**INSTRUCTION**
Please list every line in the entries below that contains the word "snow". Case counts.

## Start MATERIAL

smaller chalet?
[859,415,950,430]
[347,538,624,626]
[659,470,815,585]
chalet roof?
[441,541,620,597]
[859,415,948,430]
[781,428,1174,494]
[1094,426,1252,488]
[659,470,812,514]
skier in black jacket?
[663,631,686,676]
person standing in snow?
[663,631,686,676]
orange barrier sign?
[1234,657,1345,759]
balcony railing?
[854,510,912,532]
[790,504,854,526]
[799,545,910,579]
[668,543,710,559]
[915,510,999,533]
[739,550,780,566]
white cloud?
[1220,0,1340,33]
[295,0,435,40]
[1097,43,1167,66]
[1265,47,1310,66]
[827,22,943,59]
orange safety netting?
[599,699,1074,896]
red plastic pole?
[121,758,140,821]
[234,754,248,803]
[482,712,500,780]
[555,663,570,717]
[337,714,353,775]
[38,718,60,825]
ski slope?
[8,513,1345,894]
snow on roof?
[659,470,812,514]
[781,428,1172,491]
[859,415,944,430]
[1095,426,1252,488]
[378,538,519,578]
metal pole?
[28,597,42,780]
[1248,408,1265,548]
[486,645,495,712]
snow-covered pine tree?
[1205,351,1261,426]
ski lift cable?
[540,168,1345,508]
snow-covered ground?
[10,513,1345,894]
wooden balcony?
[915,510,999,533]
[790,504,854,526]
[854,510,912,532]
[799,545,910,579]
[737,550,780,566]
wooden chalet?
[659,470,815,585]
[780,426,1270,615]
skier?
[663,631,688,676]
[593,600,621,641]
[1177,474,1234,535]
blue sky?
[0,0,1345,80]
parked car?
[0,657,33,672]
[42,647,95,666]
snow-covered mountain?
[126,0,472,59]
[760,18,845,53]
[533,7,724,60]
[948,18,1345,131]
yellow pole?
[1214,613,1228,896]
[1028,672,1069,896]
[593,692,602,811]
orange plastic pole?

## End MATERIAL

**WRITTEN SOLUTION**
person standing in snow?
snow on roof?
snow-covered pine tree?
snow-covered ground?
snow-covered mountain?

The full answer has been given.